Given request: Everything from the line containing "For the evaluation set, locate the knit" through the last line of the records below should be printed exactly, please, and nothing else.

Record list:
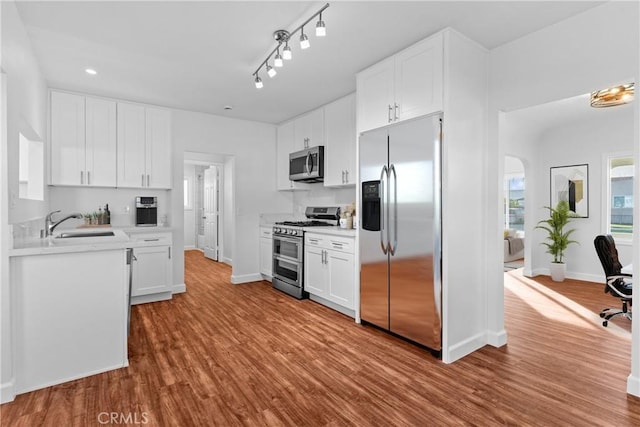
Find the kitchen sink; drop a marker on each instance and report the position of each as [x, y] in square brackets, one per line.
[87, 237]
[68, 235]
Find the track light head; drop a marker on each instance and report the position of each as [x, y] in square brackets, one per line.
[304, 40]
[277, 61]
[271, 72]
[321, 30]
[286, 52]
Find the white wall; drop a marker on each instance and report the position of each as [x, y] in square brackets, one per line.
[572, 57]
[26, 97]
[252, 147]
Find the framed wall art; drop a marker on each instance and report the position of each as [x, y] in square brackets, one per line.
[571, 183]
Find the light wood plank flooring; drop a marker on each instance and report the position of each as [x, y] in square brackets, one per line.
[228, 355]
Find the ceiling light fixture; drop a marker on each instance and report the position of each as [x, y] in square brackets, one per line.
[283, 36]
[286, 52]
[277, 61]
[271, 71]
[304, 40]
[321, 30]
[610, 97]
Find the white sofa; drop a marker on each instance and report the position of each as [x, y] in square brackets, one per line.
[517, 238]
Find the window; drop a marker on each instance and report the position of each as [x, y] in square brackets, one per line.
[619, 214]
[188, 204]
[514, 202]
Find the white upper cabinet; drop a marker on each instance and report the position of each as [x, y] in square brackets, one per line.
[144, 146]
[158, 148]
[284, 146]
[340, 145]
[407, 85]
[375, 95]
[309, 130]
[83, 140]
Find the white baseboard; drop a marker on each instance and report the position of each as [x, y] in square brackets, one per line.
[497, 339]
[7, 392]
[461, 349]
[633, 385]
[570, 275]
[246, 278]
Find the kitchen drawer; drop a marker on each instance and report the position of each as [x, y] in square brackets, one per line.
[152, 238]
[266, 232]
[325, 241]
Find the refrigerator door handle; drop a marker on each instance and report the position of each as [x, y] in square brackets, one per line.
[383, 173]
[394, 247]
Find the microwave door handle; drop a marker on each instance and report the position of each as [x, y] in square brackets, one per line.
[308, 165]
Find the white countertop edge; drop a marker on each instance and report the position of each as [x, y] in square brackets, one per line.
[333, 231]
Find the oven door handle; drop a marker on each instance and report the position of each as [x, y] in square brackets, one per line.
[288, 239]
[286, 259]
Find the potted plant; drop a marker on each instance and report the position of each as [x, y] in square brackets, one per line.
[558, 238]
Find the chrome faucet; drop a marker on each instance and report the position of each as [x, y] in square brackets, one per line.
[49, 225]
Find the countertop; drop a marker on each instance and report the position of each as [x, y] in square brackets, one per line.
[332, 231]
[54, 245]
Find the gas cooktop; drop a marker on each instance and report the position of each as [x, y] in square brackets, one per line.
[305, 223]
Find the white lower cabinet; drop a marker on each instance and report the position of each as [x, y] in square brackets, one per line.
[329, 274]
[151, 268]
[266, 252]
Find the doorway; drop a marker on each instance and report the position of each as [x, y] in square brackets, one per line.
[208, 205]
[514, 214]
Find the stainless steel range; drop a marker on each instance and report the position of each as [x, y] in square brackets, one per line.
[288, 249]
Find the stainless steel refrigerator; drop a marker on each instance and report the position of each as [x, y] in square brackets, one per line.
[400, 229]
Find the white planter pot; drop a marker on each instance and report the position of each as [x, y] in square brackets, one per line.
[558, 271]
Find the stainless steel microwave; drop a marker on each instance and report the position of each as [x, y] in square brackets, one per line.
[307, 165]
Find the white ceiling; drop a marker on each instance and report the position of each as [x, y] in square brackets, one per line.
[200, 56]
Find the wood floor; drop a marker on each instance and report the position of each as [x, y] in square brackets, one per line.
[225, 355]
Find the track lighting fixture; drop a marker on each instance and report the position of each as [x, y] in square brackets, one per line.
[283, 36]
[271, 71]
[286, 52]
[321, 30]
[612, 96]
[277, 61]
[304, 40]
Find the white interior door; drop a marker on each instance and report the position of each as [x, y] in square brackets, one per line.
[211, 202]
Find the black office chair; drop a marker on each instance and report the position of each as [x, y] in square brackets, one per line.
[618, 284]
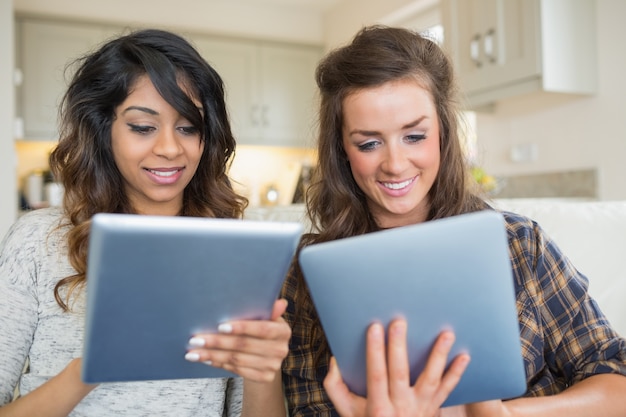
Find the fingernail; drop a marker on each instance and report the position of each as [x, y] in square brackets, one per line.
[196, 342]
[225, 328]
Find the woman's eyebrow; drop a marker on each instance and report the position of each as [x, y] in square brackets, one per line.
[414, 123]
[142, 109]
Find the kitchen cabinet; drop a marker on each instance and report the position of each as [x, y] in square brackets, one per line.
[270, 88]
[45, 50]
[507, 48]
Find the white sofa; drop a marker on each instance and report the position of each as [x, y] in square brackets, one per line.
[591, 233]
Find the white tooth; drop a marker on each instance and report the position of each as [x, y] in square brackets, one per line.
[164, 173]
[397, 186]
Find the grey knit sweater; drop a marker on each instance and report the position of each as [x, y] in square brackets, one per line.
[33, 258]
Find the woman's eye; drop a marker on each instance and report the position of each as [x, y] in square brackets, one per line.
[140, 129]
[368, 146]
[415, 138]
[189, 130]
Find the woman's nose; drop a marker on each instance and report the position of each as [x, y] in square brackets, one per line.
[395, 160]
[167, 144]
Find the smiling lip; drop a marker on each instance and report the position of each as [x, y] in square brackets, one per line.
[164, 175]
[397, 186]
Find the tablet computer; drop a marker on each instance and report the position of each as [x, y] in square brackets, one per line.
[454, 273]
[154, 281]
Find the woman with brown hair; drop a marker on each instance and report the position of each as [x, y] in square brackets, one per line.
[144, 130]
[389, 156]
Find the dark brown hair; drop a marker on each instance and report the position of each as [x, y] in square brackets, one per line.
[83, 159]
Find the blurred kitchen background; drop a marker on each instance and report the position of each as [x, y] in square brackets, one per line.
[542, 80]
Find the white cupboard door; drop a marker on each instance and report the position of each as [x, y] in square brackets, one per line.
[48, 49]
[289, 94]
[497, 43]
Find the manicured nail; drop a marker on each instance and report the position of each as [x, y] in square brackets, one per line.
[196, 342]
[225, 328]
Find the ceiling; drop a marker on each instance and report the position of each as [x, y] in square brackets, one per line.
[288, 20]
[315, 5]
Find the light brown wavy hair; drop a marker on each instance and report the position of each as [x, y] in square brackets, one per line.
[83, 159]
[336, 205]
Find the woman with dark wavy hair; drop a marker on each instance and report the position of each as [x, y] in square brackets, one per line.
[389, 156]
[144, 130]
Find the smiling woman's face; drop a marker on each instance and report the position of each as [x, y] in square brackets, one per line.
[391, 138]
[156, 150]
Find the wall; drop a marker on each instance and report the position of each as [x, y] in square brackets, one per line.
[8, 199]
[569, 133]
[345, 19]
[225, 17]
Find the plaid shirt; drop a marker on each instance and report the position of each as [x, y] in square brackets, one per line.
[564, 335]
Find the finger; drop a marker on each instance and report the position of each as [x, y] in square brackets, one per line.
[277, 329]
[376, 365]
[247, 365]
[346, 403]
[454, 373]
[236, 343]
[280, 306]
[429, 380]
[397, 360]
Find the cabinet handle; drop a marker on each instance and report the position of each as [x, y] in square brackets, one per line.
[264, 120]
[489, 46]
[475, 50]
[254, 115]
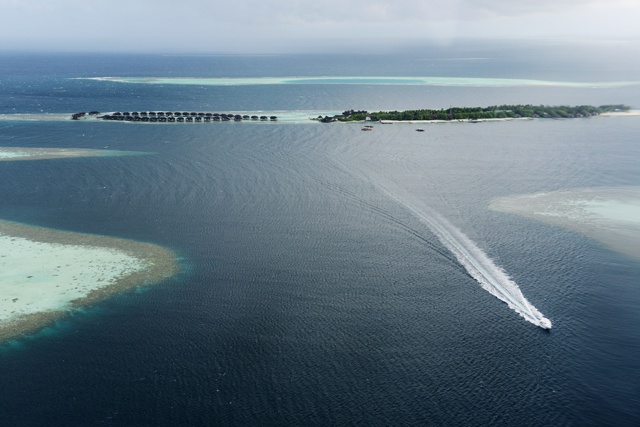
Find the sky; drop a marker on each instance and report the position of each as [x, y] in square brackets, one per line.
[252, 26]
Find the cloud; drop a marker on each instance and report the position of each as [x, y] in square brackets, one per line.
[222, 25]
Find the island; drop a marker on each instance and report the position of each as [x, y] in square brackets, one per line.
[503, 112]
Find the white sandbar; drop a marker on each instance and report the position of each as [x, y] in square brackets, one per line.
[45, 273]
[610, 215]
[11, 154]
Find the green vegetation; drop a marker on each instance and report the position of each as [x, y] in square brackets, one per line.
[477, 113]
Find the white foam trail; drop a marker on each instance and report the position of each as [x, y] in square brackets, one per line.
[478, 264]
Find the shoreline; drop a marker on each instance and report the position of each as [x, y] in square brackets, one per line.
[46, 273]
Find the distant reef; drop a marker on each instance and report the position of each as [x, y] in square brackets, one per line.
[478, 113]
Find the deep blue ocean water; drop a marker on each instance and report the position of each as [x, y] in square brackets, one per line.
[308, 295]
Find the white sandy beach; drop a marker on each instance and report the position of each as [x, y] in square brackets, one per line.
[609, 215]
[44, 273]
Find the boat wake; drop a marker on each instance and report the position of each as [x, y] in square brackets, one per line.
[477, 263]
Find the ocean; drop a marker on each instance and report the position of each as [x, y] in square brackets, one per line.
[315, 287]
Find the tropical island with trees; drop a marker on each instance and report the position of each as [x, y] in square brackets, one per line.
[477, 113]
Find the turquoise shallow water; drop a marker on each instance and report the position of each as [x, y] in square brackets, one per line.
[310, 296]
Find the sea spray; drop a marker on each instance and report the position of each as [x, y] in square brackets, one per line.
[477, 263]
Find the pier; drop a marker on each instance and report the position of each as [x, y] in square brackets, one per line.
[173, 116]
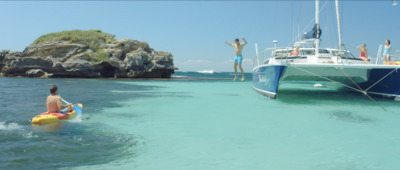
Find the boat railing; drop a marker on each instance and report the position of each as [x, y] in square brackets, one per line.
[264, 56]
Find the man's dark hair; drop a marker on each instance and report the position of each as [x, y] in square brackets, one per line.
[53, 89]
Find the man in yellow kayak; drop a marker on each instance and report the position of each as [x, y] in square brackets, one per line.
[53, 102]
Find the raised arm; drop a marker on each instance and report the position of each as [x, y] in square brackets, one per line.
[228, 43]
[244, 41]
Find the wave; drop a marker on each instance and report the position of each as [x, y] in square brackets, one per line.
[9, 126]
[206, 71]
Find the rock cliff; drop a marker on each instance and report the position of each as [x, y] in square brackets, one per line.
[68, 56]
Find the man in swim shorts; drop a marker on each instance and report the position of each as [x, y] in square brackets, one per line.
[53, 102]
[238, 58]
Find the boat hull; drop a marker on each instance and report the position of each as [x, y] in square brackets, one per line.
[268, 77]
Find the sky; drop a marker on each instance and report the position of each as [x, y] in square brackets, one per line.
[195, 31]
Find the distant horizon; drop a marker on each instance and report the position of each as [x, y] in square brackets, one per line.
[195, 31]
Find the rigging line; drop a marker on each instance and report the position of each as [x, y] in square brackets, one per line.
[328, 79]
[342, 85]
[291, 18]
[327, 25]
[364, 91]
[352, 80]
[382, 79]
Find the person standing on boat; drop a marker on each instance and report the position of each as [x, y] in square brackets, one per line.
[387, 51]
[53, 101]
[363, 53]
[238, 58]
[295, 52]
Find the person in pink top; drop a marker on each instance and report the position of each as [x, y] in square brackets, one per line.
[53, 101]
[363, 53]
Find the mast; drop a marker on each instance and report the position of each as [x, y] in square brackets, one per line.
[317, 27]
[338, 21]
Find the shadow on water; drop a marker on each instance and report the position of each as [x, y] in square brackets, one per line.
[296, 96]
[348, 116]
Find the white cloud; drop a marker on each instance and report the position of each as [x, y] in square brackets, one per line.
[218, 66]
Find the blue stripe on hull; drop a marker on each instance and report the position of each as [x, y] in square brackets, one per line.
[266, 79]
[389, 86]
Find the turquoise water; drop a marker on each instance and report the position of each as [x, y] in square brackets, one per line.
[196, 121]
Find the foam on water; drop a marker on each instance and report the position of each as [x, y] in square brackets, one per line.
[9, 126]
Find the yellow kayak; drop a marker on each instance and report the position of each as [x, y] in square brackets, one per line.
[45, 118]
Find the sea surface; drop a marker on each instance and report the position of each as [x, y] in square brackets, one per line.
[197, 121]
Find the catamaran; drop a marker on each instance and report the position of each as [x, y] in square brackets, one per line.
[275, 66]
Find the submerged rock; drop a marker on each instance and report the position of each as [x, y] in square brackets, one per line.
[87, 57]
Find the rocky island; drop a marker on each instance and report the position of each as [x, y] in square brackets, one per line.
[86, 54]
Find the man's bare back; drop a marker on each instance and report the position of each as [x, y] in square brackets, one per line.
[238, 58]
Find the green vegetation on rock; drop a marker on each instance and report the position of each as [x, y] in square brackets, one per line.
[91, 38]
[95, 58]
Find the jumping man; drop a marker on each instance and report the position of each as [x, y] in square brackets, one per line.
[238, 58]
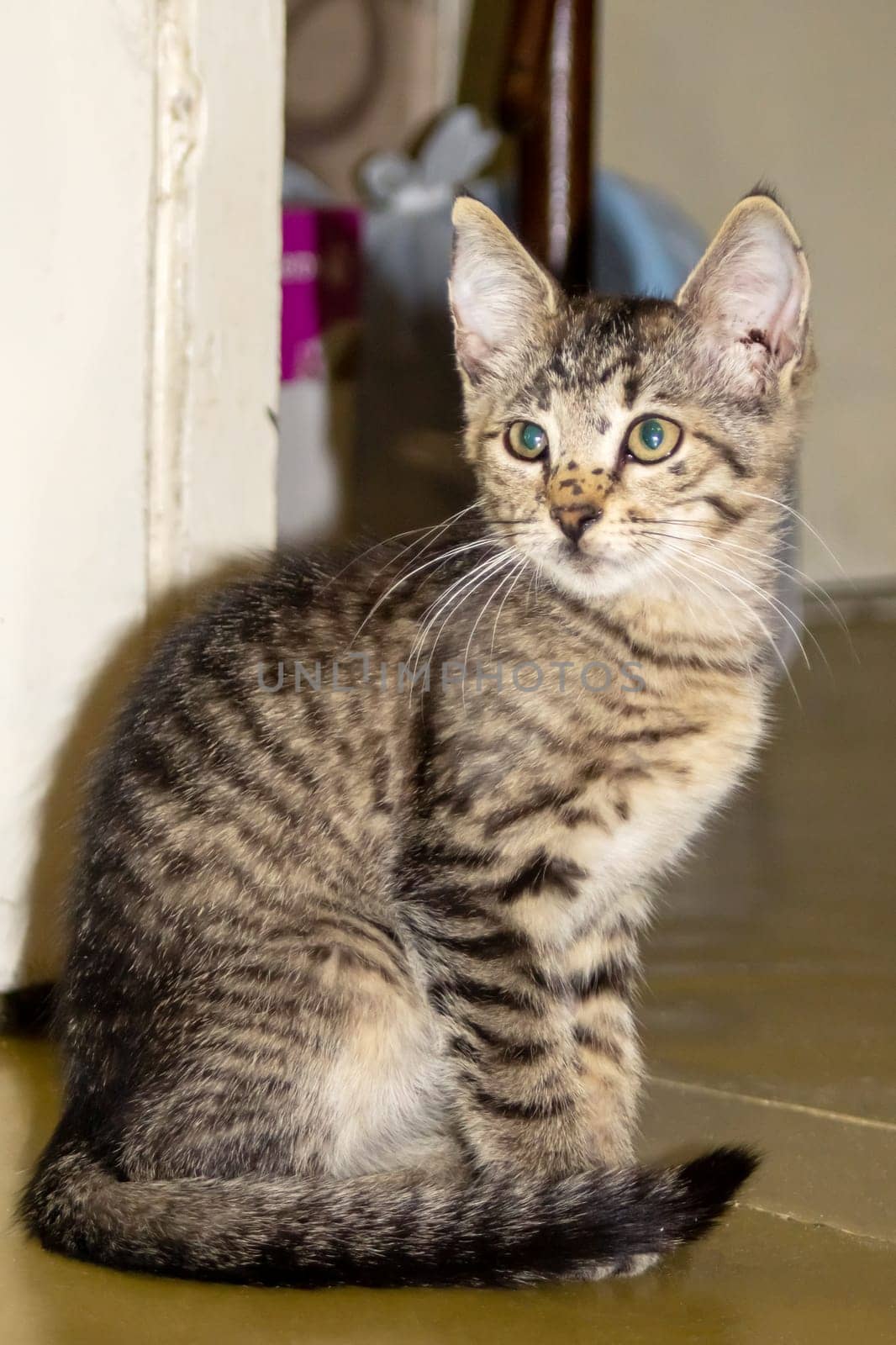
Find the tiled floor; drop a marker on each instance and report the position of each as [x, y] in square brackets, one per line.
[768, 1015]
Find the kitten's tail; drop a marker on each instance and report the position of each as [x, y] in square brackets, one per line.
[387, 1230]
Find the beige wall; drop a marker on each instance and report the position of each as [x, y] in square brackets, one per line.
[701, 98]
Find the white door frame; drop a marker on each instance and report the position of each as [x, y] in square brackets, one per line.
[140, 262]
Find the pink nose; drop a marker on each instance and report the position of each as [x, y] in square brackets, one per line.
[572, 520]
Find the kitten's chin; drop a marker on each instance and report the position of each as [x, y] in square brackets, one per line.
[593, 578]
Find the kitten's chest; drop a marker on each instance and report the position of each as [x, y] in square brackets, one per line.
[654, 786]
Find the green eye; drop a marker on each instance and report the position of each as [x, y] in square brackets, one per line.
[653, 439]
[526, 440]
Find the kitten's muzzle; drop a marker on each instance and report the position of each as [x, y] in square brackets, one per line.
[572, 520]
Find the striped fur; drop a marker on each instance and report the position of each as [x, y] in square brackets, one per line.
[353, 973]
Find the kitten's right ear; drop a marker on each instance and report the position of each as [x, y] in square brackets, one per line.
[499, 295]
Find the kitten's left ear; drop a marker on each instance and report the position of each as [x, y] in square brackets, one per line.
[499, 295]
[750, 296]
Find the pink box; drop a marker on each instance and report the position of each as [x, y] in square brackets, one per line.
[320, 282]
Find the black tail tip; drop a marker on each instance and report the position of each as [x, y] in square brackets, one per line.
[712, 1180]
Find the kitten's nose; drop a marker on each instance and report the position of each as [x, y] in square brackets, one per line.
[572, 520]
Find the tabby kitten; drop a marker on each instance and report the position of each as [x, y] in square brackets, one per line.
[353, 957]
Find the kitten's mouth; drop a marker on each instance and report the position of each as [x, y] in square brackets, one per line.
[572, 555]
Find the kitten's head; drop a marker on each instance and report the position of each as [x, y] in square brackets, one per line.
[616, 440]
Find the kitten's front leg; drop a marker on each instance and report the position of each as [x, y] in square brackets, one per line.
[546, 1055]
[603, 968]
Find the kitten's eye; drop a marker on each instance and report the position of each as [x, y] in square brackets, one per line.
[653, 439]
[526, 440]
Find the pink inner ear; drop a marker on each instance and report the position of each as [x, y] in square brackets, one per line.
[751, 289]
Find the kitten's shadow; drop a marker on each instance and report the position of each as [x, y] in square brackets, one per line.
[29, 1010]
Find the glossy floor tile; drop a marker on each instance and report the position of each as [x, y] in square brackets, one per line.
[768, 1015]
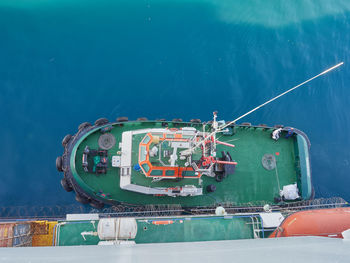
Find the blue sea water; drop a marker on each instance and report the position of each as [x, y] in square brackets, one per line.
[65, 62]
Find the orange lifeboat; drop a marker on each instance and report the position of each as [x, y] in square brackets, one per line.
[324, 222]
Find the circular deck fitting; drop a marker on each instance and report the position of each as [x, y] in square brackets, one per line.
[122, 119]
[66, 140]
[101, 121]
[268, 161]
[106, 141]
[195, 121]
[59, 164]
[84, 125]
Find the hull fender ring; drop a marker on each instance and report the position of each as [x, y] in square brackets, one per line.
[59, 164]
[96, 204]
[101, 121]
[65, 185]
[84, 125]
[122, 119]
[82, 199]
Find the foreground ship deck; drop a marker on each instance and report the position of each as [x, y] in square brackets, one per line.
[145, 162]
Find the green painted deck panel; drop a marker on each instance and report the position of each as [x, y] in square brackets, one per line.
[182, 230]
[250, 184]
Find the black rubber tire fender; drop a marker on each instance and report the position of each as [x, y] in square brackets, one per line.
[66, 185]
[82, 199]
[84, 125]
[66, 140]
[195, 121]
[97, 204]
[122, 119]
[219, 177]
[101, 121]
[59, 164]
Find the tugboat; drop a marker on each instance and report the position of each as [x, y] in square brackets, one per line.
[187, 163]
[190, 164]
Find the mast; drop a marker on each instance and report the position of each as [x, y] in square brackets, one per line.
[219, 129]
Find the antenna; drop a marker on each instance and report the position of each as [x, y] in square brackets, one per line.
[265, 103]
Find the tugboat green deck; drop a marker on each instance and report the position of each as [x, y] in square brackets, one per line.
[156, 162]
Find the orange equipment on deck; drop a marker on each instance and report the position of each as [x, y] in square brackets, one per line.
[324, 222]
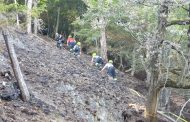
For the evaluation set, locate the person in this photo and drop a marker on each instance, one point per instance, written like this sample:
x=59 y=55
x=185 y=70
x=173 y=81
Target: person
x=60 y=40
x=110 y=70
x=77 y=49
x=71 y=42
x=96 y=60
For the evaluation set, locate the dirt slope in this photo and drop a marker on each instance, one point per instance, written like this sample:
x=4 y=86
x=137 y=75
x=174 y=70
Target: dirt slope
x=65 y=88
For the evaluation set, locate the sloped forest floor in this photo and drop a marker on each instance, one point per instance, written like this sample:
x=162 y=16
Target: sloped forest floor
x=65 y=88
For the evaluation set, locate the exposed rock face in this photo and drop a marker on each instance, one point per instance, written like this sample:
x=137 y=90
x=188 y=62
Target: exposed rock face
x=67 y=88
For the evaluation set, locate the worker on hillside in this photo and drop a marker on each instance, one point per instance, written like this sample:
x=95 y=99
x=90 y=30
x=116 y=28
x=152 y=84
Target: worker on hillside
x=71 y=42
x=77 y=49
x=96 y=60
x=110 y=70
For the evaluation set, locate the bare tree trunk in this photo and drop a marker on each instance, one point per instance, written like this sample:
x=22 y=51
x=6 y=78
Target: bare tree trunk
x=35 y=20
x=164 y=99
x=29 y=18
x=17 y=72
x=17 y=19
x=188 y=35
x=133 y=62
x=57 y=24
x=153 y=94
x=103 y=44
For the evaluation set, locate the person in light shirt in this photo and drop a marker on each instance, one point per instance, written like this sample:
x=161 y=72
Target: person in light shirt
x=110 y=70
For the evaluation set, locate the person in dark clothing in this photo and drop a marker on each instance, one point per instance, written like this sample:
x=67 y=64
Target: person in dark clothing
x=60 y=40
x=110 y=70
x=77 y=49
x=97 y=60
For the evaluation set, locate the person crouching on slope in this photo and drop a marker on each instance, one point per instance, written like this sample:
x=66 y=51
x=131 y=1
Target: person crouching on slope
x=96 y=60
x=71 y=42
x=77 y=49
x=110 y=70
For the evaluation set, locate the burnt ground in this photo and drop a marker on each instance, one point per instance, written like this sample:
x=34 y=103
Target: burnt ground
x=65 y=88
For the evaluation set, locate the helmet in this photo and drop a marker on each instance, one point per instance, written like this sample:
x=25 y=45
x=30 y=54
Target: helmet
x=78 y=43
x=93 y=54
x=110 y=61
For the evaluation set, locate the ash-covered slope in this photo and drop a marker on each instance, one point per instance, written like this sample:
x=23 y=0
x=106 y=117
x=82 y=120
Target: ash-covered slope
x=65 y=88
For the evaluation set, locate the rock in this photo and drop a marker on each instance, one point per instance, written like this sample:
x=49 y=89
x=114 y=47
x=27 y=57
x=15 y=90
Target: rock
x=29 y=112
x=10 y=92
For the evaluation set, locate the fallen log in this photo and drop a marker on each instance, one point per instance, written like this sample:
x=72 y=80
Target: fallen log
x=16 y=68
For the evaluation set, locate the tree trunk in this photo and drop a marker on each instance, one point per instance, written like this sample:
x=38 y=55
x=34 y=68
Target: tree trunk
x=35 y=20
x=17 y=72
x=153 y=94
x=29 y=16
x=103 y=44
x=164 y=99
x=57 y=24
x=17 y=19
x=151 y=105
x=133 y=62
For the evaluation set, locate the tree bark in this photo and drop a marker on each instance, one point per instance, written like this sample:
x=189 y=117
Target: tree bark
x=154 y=89
x=17 y=72
x=103 y=44
x=57 y=24
x=29 y=16
x=35 y=20
x=133 y=62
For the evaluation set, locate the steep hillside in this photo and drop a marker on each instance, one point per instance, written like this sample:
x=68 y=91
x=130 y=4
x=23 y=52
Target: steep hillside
x=65 y=88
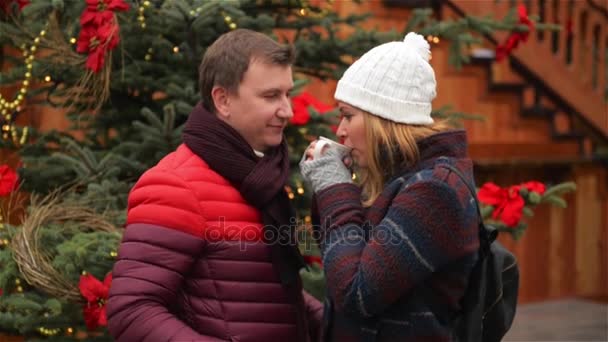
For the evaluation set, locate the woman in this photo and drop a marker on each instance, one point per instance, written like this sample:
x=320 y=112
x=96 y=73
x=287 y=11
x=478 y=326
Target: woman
x=398 y=249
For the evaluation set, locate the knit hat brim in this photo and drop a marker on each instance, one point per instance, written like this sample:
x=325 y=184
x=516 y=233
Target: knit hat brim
x=388 y=108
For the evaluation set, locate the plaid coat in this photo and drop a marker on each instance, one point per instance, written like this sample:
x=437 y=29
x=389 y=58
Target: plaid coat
x=396 y=271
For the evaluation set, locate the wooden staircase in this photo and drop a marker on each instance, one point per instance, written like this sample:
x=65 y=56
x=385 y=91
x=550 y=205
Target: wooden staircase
x=563 y=74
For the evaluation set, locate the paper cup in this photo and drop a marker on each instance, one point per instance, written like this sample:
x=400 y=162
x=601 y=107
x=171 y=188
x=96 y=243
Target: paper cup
x=324 y=142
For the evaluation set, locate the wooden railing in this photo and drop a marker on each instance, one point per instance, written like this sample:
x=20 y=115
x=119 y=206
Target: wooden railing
x=571 y=62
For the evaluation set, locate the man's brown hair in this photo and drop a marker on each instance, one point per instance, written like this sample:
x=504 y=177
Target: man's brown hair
x=227 y=59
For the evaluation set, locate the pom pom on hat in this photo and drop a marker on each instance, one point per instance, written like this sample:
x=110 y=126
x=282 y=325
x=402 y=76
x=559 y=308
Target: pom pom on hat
x=394 y=81
x=419 y=44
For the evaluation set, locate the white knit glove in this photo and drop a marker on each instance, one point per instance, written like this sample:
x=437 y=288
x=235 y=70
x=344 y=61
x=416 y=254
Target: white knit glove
x=325 y=171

Correct result:
For the evaluation set, locate the knit hat brim in this photo and drop a marker on each instance, one point per instance, written like this sample:
x=325 y=184
x=516 y=233
Target: knit hat brim
x=388 y=108
For the evaluation set, locate the plaid coat in this photo and drop a marker on each instance, one point per instance, written like this sample:
x=437 y=29
x=389 y=58
Target: plaid coat
x=396 y=271
For the evaluation set, locate the wooden staircase in this photo and drop a marker on each instance, one point per instance, written like this sample:
x=65 y=56
x=385 y=91
x=550 y=205
Target: wooden staircase
x=563 y=74
For the evaluation set, locate the paper cup in this photo and drop a marker on each instance, one point per instance, written like this sample:
x=400 y=162
x=601 y=107
x=171 y=188
x=96 y=243
Target: paper cup
x=324 y=142
For the evaluation set, locate the wooden railing in this photo and drop a marker on each instance, one point per instance, written like this sample:
x=20 y=115
x=119 y=206
Target: wooden railing
x=571 y=62
For the evaluation set, locate the man's brown hair in this photo and drop a marker on each instance, one point per instance, written like this sample:
x=504 y=177
Target: man's brown hair
x=227 y=59
For the evaluation set, locate the pom pom on hat in this photo and drop a marker on each instance, one point per instance, written like this sample:
x=110 y=126
x=282 y=325
x=402 y=76
x=559 y=308
Target: pom pom on hat
x=394 y=81
x=419 y=44
For the evaluation set, locate the white knit glove in this photo and drop a marker on each instance, one point per instance, written like this sample:
x=437 y=288
x=235 y=70
x=344 y=61
x=416 y=254
Target: white knit glove
x=325 y=171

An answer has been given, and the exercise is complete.